▸ SUPPLIED ENTRIES
▽
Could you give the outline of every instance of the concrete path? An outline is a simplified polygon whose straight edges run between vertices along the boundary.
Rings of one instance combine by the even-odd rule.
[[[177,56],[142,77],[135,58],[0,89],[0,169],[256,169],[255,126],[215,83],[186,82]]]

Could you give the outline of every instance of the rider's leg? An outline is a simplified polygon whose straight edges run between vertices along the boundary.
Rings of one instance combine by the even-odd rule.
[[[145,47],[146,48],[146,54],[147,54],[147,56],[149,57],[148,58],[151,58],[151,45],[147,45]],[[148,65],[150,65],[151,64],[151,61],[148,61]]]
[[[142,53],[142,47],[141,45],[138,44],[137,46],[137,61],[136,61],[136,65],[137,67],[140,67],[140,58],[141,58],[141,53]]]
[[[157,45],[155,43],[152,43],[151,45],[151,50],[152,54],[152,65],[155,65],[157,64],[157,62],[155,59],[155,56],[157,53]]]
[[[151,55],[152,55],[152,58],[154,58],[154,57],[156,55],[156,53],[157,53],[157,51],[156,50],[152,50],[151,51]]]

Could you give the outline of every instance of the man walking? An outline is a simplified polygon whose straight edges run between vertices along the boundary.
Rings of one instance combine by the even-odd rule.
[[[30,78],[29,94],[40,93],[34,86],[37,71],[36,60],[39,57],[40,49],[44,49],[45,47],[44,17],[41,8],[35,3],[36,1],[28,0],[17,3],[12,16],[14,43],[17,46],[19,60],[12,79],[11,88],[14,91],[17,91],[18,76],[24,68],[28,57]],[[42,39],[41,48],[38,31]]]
△
▽
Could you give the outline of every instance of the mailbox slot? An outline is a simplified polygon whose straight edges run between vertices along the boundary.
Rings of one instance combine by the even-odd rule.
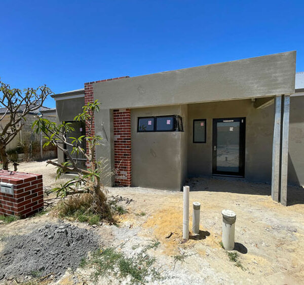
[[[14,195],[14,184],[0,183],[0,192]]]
△
▽
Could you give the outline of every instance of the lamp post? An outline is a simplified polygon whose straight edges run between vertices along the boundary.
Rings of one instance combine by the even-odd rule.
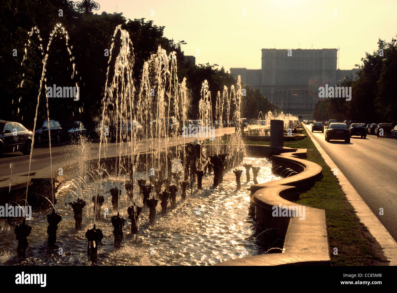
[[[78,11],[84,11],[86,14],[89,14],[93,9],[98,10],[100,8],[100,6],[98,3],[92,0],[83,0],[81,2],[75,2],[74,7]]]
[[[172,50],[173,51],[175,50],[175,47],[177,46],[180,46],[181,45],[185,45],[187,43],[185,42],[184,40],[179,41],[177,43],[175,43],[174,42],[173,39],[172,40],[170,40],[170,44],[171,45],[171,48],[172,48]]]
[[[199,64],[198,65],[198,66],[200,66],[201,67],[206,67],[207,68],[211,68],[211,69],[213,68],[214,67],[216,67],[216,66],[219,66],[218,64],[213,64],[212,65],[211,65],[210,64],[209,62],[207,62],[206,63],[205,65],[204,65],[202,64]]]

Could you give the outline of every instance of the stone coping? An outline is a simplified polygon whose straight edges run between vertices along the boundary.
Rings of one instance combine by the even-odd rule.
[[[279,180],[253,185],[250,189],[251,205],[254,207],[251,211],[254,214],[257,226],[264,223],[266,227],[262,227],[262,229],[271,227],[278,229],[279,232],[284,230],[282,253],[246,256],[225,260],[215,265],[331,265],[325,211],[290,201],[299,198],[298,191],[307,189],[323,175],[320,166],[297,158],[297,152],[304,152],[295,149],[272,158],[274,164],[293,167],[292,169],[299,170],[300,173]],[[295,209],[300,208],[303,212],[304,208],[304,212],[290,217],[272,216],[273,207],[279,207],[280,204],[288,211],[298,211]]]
△
▸ GIVEN TASK
Pick out each line above that contains the word "every", and copy those lines in full.

▸ SOLUTION FOR THIS EXERCISE
Could you give the outline of every instance of the concrete path? An outline is a simplified polygon whose straight edges run between vertices along the boundary.
Could you give the outline of every instance of the rider's leg? An outline is a simplified polygon whose straight edges run between vertices along the boundary.
Could you give the outline of every instance of the man walking? An outline is a simplified polygon whose straight edges run between vertices along the boundary.
Could you give the outline of every instance of the mailbox slot? An outline is a simplified polygon whose straight edges run between vertices along the boundary.
Could you give the outline of every instance of the lamp post? An outline is a simplified polygon whose straight edges run between vertices along the boundary.
Could you give the outline of every instance of the stone coping? An outline is a simplified polygon whose straight edges run between vertices along the boundary.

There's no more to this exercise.